> _Instructions for the task_
Reproduce the following listing verbatim, leaving out the embedded pictures.

> _Material provided_
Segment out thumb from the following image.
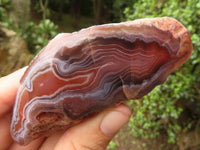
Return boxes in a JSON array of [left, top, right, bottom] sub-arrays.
[[55, 104, 131, 150]]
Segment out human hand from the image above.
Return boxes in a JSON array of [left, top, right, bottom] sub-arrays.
[[0, 68, 131, 150]]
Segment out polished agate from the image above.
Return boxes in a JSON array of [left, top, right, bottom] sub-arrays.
[[11, 17, 192, 145]]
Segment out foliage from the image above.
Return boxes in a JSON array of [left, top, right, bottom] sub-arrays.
[[124, 0, 200, 143], [0, 0, 13, 27], [21, 19, 58, 53]]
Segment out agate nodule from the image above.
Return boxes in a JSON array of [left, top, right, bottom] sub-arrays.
[[11, 17, 192, 145]]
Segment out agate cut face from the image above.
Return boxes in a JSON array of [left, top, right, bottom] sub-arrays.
[[11, 17, 192, 144]]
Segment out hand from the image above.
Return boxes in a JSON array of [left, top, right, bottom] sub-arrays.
[[0, 68, 131, 150]]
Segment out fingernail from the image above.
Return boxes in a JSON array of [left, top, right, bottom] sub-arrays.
[[100, 106, 131, 137]]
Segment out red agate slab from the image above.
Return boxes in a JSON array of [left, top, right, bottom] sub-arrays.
[[11, 17, 192, 145]]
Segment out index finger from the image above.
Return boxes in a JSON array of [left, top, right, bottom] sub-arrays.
[[0, 67, 26, 117]]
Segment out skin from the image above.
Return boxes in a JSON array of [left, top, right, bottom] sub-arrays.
[[0, 68, 131, 150]]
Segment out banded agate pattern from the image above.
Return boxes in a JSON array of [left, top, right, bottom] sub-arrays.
[[11, 17, 192, 145]]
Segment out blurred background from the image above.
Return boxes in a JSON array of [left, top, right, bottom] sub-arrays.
[[0, 0, 200, 150]]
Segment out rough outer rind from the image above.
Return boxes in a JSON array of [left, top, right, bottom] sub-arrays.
[[11, 17, 192, 144]]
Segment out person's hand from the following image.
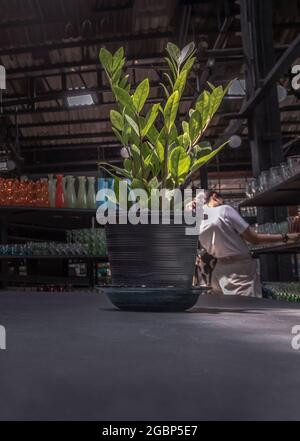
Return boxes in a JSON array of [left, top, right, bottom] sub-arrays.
[[288, 233, 300, 242]]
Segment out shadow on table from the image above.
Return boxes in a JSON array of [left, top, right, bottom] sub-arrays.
[[186, 306, 263, 314]]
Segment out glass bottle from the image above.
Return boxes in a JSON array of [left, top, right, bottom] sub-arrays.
[[77, 176, 87, 208], [55, 175, 65, 208], [87, 176, 96, 209], [48, 174, 56, 207], [66, 176, 77, 208]]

> _Result of this task_
Segment out thumb from the following image.
Return boxes in a JSON array of [left, top, right, bottom] sub-arrays.
[[55, 104, 131, 150]]
Segment out human hand from the image above.
Return boxes in a JSON array of [left, top, right, bottom] sub-arrays.
[[0, 68, 131, 150]]
Segment out polished agate from the image above.
Return boxes in a JSON array of [left, top, right, bottom] sub-arrays.
[[11, 17, 192, 145]]
Segment out foliage from the image above.
Return boxes in a JSON array of [left, top, right, bottom] sub-arrays.
[[124, 0, 200, 143], [0, 0, 13, 27], [21, 19, 58, 53]]
Segment out agate nodule from the image above.
Return boxes in a JSON array of [left, top, right, bottom] sub-arrays.
[[11, 17, 192, 145]]
Segment out agate cut face from the image above.
Return boxes in a JSON array of [left, top, right, bottom] sub-arrays.
[[11, 17, 192, 144]]
Segment out hand from the image above.
Return boxes in a JSON array of [left, top, right, bottom] sub-arrays.
[[0, 68, 131, 150]]
Segment out fingernail from the image above.
Return boxes in a JSON array of [left, top, right, bottom] sub-arrays.
[[100, 106, 131, 137]]
Segment out red agate slab from the image above.
Return boxes in a JSON array of [left, top, right, bottom] sub-arrays.
[[11, 17, 192, 145]]
Segment out index finger from the image above.
Return boxes in a JSON array of [left, top, right, bottom] sub-arrays.
[[0, 67, 26, 117]]
Segment out skin from the image above.
Return boxes in a JSON array of [left, top, right, bottom] sub-arrays.
[[0, 68, 131, 150]]
Segment out banded agate pattern from the image above.
Return boxes in a JSON array of [left, top, right, bottom] sub-arrays.
[[11, 17, 192, 145]]
Segment out blurred background from the image above.
Return boxes in a JSON array of [left, top, right, bottom] sub-arrays.
[[0, 0, 200, 150]]
Segment out rough outer rind from the image above.
Return boxes in a JSON array of [left, top, right, bottom] sub-arrays.
[[11, 17, 192, 144]]
Segment out person's hand from the following image.
Return boxes in a JSON array of [left, top, right, bottom] sub-arrays.
[[288, 233, 300, 242]]
Segment out shadow on table from the image above.
Return boxes in a JSON array of [left, top, right, bottom] sub-arrays.
[[186, 306, 263, 314]]
Segment out glass bottle from the image above.
Return boxes in a JSON array of [left, top, right, bottom] sub-arrays.
[[77, 176, 87, 208], [55, 175, 65, 208], [87, 176, 96, 209], [48, 174, 56, 207], [66, 176, 77, 208]]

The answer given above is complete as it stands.